● EXERCISE BRIEF
Please report every line of the records that contains the word "woman".

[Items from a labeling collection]

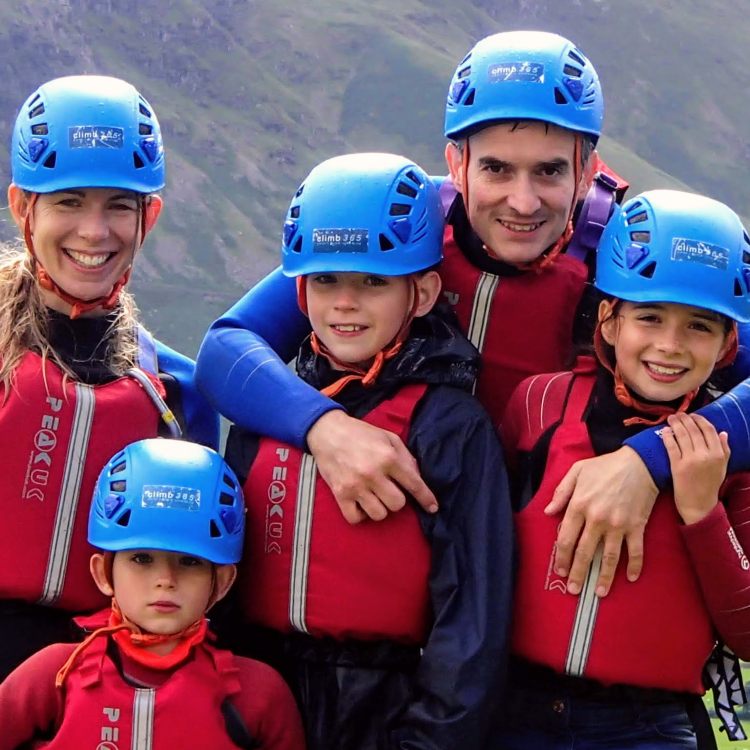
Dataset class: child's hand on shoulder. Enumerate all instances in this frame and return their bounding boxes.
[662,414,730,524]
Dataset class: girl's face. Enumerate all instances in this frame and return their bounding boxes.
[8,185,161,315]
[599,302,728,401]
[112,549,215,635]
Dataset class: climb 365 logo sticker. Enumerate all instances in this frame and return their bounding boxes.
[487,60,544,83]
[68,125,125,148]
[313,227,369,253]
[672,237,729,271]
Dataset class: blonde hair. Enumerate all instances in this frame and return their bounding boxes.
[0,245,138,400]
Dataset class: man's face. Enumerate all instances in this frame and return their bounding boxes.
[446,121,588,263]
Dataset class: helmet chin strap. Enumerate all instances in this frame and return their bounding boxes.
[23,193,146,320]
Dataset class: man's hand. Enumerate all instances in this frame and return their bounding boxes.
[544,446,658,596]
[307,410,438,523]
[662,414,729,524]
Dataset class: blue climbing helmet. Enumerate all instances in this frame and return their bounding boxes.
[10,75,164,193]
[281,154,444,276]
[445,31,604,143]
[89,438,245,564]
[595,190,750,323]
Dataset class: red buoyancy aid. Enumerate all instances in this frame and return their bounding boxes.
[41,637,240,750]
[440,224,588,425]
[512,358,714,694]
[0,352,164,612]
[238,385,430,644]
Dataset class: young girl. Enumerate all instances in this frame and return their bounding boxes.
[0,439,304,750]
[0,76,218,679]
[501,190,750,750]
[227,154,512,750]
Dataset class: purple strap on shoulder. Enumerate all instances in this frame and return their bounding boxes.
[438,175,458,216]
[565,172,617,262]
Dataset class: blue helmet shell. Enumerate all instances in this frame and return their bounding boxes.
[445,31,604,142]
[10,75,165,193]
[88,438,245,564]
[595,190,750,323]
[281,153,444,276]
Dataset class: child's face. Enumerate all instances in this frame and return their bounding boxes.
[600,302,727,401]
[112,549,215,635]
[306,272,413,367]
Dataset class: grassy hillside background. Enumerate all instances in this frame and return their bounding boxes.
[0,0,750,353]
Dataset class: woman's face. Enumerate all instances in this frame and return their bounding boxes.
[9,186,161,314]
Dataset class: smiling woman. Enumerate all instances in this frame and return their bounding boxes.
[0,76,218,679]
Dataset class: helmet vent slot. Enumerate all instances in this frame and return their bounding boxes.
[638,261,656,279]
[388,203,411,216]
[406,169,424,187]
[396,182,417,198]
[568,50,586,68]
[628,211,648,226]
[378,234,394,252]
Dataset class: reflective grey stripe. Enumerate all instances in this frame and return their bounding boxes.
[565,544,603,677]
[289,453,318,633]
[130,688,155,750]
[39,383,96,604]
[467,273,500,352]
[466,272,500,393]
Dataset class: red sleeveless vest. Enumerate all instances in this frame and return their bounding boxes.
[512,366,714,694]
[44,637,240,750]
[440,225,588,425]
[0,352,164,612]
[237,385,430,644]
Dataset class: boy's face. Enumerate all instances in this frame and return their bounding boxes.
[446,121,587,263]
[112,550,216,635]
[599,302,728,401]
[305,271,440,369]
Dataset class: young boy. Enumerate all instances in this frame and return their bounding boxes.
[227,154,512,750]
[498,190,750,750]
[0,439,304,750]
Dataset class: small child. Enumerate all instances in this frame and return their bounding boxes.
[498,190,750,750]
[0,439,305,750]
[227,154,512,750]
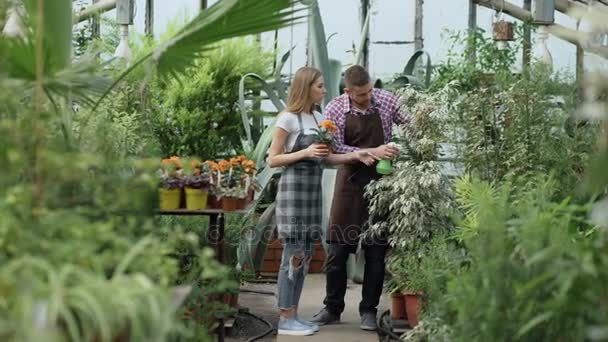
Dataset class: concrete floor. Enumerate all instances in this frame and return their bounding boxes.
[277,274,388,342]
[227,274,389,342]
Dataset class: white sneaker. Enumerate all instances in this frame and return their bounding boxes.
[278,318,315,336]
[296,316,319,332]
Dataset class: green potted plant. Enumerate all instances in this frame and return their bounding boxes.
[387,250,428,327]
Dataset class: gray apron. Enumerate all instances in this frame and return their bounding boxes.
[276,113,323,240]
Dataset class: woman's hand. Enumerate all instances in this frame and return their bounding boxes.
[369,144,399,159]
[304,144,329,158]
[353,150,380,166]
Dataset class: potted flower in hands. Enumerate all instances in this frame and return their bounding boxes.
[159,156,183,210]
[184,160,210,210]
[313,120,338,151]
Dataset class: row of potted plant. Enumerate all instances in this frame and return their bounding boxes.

● TASK SOLUTION
Dataset class: woman's face. Enumerate all instances in this frame and return their bounding boxes.
Dataset class: smiling woman. Enumerate all instances in this frame and return their bounding boxes.
Dataset class: woman's hand. Enumerate all instances in this frame and return their bounding boxes.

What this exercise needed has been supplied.